:: REQUIREMENT ::
All lines from the line containing "Find: road curb" up to and including the last line of the entries must be written out exactly, with no others.

Records from a dataset:
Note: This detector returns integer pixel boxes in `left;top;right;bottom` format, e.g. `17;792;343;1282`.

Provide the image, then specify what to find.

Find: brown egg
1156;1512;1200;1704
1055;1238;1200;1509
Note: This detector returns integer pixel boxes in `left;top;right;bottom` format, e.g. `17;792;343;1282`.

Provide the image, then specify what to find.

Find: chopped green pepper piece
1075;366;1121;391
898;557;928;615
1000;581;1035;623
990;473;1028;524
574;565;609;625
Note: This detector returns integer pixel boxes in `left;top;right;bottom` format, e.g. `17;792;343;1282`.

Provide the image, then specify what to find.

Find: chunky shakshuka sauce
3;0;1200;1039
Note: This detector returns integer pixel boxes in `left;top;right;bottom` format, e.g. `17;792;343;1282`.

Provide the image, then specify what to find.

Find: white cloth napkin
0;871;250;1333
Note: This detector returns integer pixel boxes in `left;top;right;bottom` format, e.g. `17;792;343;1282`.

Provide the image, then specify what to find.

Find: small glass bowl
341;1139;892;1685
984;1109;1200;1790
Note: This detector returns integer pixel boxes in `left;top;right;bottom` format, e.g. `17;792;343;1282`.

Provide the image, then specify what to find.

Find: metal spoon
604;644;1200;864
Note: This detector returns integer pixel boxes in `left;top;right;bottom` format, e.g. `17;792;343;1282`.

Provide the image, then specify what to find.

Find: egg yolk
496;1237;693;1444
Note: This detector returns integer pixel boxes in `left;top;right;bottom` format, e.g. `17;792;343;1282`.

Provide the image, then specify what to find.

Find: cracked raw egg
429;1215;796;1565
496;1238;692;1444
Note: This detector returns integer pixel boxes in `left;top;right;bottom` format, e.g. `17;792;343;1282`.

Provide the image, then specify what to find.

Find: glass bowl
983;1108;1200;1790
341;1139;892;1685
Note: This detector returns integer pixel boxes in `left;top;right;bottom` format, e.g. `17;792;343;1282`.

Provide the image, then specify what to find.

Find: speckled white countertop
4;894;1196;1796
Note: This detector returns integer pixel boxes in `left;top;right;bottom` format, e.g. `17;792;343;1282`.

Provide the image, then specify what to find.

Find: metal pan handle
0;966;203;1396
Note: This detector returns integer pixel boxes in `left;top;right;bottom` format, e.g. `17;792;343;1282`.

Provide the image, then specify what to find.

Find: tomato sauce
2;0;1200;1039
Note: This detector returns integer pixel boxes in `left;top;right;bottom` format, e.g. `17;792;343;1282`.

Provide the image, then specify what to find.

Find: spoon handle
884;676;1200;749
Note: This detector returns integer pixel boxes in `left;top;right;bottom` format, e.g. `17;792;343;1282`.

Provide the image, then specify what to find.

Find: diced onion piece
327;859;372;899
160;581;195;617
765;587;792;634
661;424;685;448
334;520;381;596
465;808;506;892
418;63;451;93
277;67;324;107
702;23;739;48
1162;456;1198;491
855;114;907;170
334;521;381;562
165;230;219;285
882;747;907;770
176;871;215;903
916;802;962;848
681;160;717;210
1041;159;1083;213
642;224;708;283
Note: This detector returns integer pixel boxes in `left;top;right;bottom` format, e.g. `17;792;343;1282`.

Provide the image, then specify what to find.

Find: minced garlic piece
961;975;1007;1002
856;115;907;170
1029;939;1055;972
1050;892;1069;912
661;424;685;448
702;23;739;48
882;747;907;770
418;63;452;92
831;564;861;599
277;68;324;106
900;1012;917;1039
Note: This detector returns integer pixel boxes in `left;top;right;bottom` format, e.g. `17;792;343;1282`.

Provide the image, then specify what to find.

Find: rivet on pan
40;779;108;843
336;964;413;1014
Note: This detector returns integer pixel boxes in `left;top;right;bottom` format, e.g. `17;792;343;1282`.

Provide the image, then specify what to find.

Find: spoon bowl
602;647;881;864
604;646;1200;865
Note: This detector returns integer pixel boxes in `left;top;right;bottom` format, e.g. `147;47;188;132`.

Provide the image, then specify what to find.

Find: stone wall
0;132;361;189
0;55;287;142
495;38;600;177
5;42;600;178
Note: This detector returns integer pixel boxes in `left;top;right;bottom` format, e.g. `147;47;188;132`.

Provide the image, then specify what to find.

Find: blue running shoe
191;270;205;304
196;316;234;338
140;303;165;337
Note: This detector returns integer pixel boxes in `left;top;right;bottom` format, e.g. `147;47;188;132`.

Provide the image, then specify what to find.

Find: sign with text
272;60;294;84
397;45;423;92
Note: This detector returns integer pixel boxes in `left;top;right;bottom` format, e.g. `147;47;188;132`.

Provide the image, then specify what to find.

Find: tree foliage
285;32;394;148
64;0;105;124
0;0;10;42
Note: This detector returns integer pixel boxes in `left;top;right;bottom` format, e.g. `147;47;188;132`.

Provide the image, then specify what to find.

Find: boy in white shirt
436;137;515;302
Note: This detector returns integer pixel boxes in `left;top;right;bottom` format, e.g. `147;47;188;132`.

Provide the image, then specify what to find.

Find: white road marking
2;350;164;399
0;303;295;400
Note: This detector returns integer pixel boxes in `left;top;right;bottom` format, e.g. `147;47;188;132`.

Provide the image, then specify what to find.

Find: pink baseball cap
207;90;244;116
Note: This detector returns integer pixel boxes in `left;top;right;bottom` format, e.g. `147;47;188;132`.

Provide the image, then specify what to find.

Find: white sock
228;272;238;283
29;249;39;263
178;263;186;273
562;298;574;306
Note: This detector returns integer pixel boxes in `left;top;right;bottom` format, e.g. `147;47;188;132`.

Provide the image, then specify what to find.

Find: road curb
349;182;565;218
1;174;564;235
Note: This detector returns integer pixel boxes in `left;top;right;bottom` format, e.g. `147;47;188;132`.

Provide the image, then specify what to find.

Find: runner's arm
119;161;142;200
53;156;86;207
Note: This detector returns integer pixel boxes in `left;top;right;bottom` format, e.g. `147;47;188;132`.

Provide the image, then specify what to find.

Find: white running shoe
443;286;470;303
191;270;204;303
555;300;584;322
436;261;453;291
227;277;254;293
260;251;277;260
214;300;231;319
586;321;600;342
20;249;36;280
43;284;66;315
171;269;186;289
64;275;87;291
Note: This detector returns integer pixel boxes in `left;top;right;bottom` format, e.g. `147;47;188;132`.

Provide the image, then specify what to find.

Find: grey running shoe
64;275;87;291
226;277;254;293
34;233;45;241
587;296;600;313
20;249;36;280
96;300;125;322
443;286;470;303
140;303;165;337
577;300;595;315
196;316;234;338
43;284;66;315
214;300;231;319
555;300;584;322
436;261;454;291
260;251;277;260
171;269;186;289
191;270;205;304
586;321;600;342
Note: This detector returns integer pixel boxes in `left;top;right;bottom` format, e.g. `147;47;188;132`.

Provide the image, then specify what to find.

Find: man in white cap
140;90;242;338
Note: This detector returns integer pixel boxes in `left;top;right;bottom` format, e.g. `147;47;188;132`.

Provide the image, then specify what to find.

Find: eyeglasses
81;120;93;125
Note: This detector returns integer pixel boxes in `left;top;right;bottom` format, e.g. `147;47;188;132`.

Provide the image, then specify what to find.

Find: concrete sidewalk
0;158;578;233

:: EXERCISE RESULT ::
Find: road curb
349;182;565;218
1;174;564;235
Note: This detector returns integer pixel boxes in `left;top;right;bottom` format, e.g. `147;47;188;132`.

Provide the image, then specify what to find.

Find: runner's arm
119;161;142;200
53;156;86;207
Note: This detector returns integer pixel boxes in `left;top;right;bottom` format, e.g. `147;47;188;132`.

Provide the image, then specify what to find.

Find: white running shoe
443;286;470;303
191;270;204;303
555;300;584;322
436;261;453;291
227;277;254;293
260;251;277;260
214;300;231;319
586;321;600;342
20;249;36;280
43;284;66;315
171;269;186;289
64;275;87;291
Note: This detector returns integer pixel boxes in `left;top;right;bottom` format, e.g. `147;47;188;132`.

Provide the image, then specify what to find.

Find: grey running shoe
64;275;87;291
226;277;254;293
34;233;45;241
587;296;600;313
20;249;36;280
96;300;125;322
443;286;470;303
140;303;165;337
577;300;595;315
196;316;234;338
43;284;66;315
214;300;231;319
555;300;584;322
436;261;454;291
260;251;277;260
171;269;186;289
191;270;205;304
586;321;600;342
Note: This detector returns integer pixel boxes in `left;top;right;bottom` format, e.g. `147;47;188;132`.

Provide the image, then specify what to find.

Find: man in white cap
140;90;242;338
Note: This detector returns integer pixel boxes in `left;top;right;bottom` format, e.g. `147;47;188;132`.

Provide the image, then specify what to find.

Find: eyeglasses
81;120;93;125
Note: This detector returns integer pixel boxes in `left;top;right;bottom` format, e.g. `147;47;188;132`.

Provide the image, then specify what to find.

Find: concrete sidewalk
0;158;578;233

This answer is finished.